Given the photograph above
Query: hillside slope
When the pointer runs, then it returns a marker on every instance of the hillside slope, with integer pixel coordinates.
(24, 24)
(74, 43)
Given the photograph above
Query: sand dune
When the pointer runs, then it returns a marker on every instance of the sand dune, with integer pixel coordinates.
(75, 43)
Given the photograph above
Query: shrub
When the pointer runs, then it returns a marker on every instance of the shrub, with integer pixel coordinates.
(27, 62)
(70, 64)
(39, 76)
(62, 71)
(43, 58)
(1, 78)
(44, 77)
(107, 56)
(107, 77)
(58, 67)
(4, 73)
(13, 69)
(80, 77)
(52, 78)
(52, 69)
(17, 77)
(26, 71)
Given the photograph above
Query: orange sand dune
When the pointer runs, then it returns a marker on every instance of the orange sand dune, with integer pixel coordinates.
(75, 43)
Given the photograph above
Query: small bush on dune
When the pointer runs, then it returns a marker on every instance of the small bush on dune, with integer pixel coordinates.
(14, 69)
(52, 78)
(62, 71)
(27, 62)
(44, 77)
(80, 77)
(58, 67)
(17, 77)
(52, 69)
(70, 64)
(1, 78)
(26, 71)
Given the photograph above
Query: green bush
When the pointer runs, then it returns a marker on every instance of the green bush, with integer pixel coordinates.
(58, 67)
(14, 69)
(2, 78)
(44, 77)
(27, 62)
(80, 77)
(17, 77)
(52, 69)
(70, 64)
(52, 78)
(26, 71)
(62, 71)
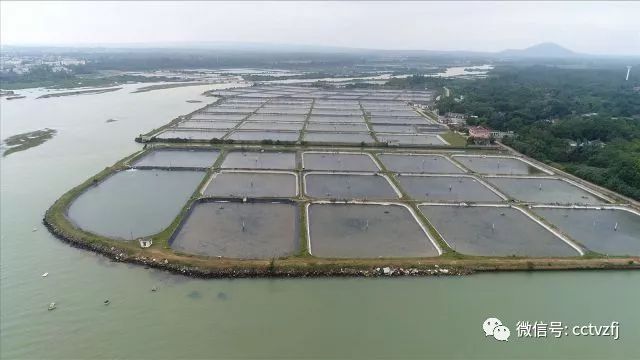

Work to complete |
Shift every pixel coordinate in the answers by adding 98 to each number, then write out all the lines of the items above again, requests included. Leave the pictures out.

Written response |
Given the photograph above
Query: hillside slope
When the pointer runs, then it returns a marker on every instance of the hillside slope, with integer pixel coordinates.
(122, 122)
(172, 141)
Given the photograph above
Query: sand dune
When the pointer runs, then it returns a marker on every instance of the sand dune, with integer pixel coordinates.
(173, 141)
Given the photograph above
Query: shrub
When the pointer runs, then it returns a marker on every instance of the shrub, with integer pixel coordinates.
(125, 160)
(168, 162)
(137, 174)
(160, 169)
(141, 156)
(99, 176)
(142, 175)
(205, 154)
(205, 175)
(156, 165)
(102, 171)
(111, 167)
(178, 175)
(150, 176)
(150, 167)
(115, 175)
(124, 169)
Given the photograph above
Query: orange sand dune
When the pointer runs, then it returns a marker on every instance of the orange sand dune, with integer pixel coordinates.
(173, 141)
Given the photograph above
Query: small bush on dune
When the pointer runs, then it returns a marker on every instance of the small bush on dune, with integer pixel coordinates.
(112, 167)
(150, 176)
(160, 169)
(125, 160)
(142, 175)
(178, 175)
(156, 165)
(115, 175)
(150, 167)
(168, 162)
(99, 176)
(124, 169)
Given the photograph above
Query: green bush
When the pointer runs, then it returns a marker on every instance of the green bush, with integer pixel coordinates.
(156, 165)
(112, 167)
(100, 176)
(142, 175)
(125, 160)
(178, 175)
(115, 175)
(150, 167)
(168, 162)
(150, 176)
(124, 169)
(160, 169)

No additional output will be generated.